Problem details: Please count the lines in the material below that contain the word "grass" and reply with that number only.

Entries:
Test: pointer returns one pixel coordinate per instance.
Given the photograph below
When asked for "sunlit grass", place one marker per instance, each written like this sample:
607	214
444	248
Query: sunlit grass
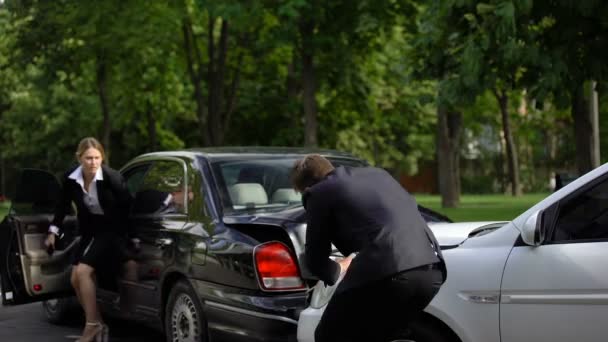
483	207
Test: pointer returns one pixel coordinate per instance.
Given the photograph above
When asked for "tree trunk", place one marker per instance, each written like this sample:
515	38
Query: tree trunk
2	176
449	126
195	69
308	84
293	113
102	75
512	162
582	131
595	126
152	140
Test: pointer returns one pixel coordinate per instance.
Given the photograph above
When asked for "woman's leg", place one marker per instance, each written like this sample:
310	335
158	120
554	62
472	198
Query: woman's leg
75	284
87	288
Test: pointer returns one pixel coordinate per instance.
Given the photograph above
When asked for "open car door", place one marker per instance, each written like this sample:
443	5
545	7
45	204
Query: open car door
28	273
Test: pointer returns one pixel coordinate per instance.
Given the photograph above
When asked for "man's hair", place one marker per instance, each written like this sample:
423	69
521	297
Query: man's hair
309	170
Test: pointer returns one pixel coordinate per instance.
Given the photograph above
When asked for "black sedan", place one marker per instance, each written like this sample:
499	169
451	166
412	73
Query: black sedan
222	262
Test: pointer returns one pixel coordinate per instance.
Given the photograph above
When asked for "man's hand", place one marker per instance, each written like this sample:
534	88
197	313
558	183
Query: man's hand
345	263
50	240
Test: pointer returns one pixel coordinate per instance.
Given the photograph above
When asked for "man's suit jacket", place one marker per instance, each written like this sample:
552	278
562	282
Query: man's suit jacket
365	210
114	199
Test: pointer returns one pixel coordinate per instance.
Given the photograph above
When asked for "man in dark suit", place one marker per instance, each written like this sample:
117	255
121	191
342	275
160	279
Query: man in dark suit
398	268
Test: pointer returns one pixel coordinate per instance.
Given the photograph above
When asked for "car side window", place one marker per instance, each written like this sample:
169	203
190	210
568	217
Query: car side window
162	190
134	177
584	217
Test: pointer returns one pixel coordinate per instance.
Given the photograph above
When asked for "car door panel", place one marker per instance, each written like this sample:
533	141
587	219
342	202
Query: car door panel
29	273
555	293
558	291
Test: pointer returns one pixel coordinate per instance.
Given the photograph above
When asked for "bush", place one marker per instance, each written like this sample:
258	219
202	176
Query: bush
478	184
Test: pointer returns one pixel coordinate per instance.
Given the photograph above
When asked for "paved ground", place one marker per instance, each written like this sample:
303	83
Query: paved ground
26	323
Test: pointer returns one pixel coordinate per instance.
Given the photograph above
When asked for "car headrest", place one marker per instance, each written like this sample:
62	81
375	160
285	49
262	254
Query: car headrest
286	195
247	194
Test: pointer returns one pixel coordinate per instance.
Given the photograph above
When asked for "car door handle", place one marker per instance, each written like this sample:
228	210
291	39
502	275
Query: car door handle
163	242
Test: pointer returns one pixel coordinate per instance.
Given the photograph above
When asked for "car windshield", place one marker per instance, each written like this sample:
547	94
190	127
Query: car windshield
261	183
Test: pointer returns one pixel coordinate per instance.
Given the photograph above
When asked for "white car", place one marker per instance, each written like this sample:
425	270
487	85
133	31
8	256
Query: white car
541	277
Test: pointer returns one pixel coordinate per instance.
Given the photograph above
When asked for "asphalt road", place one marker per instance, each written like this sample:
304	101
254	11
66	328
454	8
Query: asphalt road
27	323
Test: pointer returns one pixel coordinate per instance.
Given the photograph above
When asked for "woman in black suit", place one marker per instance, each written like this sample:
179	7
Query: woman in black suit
102	201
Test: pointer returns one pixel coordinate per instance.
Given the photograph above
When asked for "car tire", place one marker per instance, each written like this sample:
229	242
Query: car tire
184	318
425	331
61	310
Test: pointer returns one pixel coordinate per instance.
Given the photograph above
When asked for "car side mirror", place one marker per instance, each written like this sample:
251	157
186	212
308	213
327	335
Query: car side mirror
533	233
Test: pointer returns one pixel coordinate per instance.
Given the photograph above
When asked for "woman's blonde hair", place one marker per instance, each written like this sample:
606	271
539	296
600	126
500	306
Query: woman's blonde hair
87	143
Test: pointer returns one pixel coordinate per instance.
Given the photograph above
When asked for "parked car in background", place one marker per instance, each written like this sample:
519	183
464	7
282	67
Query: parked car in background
224	264
541	277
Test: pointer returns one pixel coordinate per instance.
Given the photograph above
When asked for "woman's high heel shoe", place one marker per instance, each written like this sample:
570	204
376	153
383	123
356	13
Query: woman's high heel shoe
94	334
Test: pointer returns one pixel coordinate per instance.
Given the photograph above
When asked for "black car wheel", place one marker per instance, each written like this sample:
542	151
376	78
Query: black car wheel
61	310
184	320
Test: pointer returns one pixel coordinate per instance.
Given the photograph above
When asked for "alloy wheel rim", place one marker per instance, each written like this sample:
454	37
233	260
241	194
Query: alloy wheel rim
51	305
184	320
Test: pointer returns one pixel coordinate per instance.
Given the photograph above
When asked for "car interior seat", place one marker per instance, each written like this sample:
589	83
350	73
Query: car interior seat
248	194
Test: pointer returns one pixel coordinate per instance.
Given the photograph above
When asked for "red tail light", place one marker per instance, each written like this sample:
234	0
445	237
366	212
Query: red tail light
277	268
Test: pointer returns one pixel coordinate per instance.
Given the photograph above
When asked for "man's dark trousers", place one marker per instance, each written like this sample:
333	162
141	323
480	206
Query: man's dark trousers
378	311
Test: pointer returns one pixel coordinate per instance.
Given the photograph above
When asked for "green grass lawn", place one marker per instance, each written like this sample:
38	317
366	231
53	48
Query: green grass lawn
482	207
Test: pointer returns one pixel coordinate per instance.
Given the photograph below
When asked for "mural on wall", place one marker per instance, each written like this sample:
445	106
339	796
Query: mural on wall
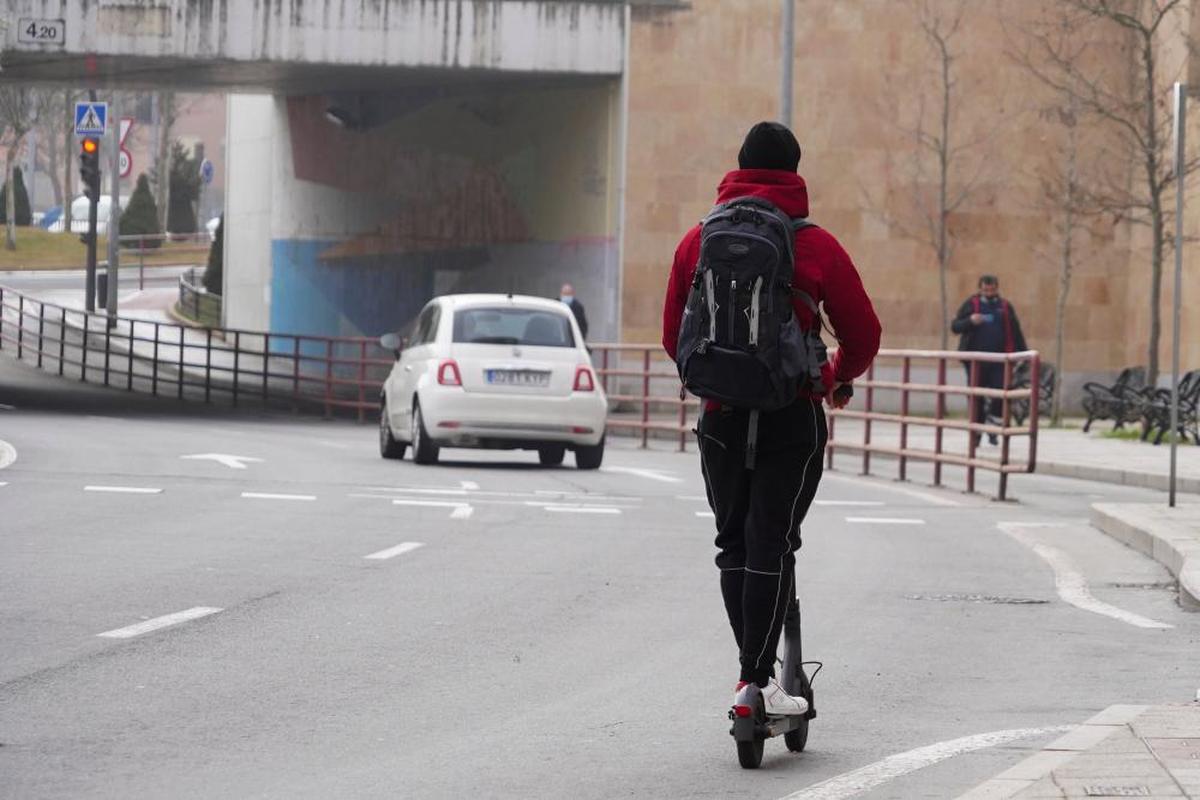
499	191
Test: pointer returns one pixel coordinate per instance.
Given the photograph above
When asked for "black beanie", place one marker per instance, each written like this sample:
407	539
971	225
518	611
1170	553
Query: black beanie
769	145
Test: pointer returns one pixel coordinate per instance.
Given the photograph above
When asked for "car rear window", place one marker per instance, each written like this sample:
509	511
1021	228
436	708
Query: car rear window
508	325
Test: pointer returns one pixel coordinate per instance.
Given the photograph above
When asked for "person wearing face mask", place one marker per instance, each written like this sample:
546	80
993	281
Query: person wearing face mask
987	323
568	296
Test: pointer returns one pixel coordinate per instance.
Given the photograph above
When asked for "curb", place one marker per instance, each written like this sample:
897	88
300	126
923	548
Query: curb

Answer for this exercise: 4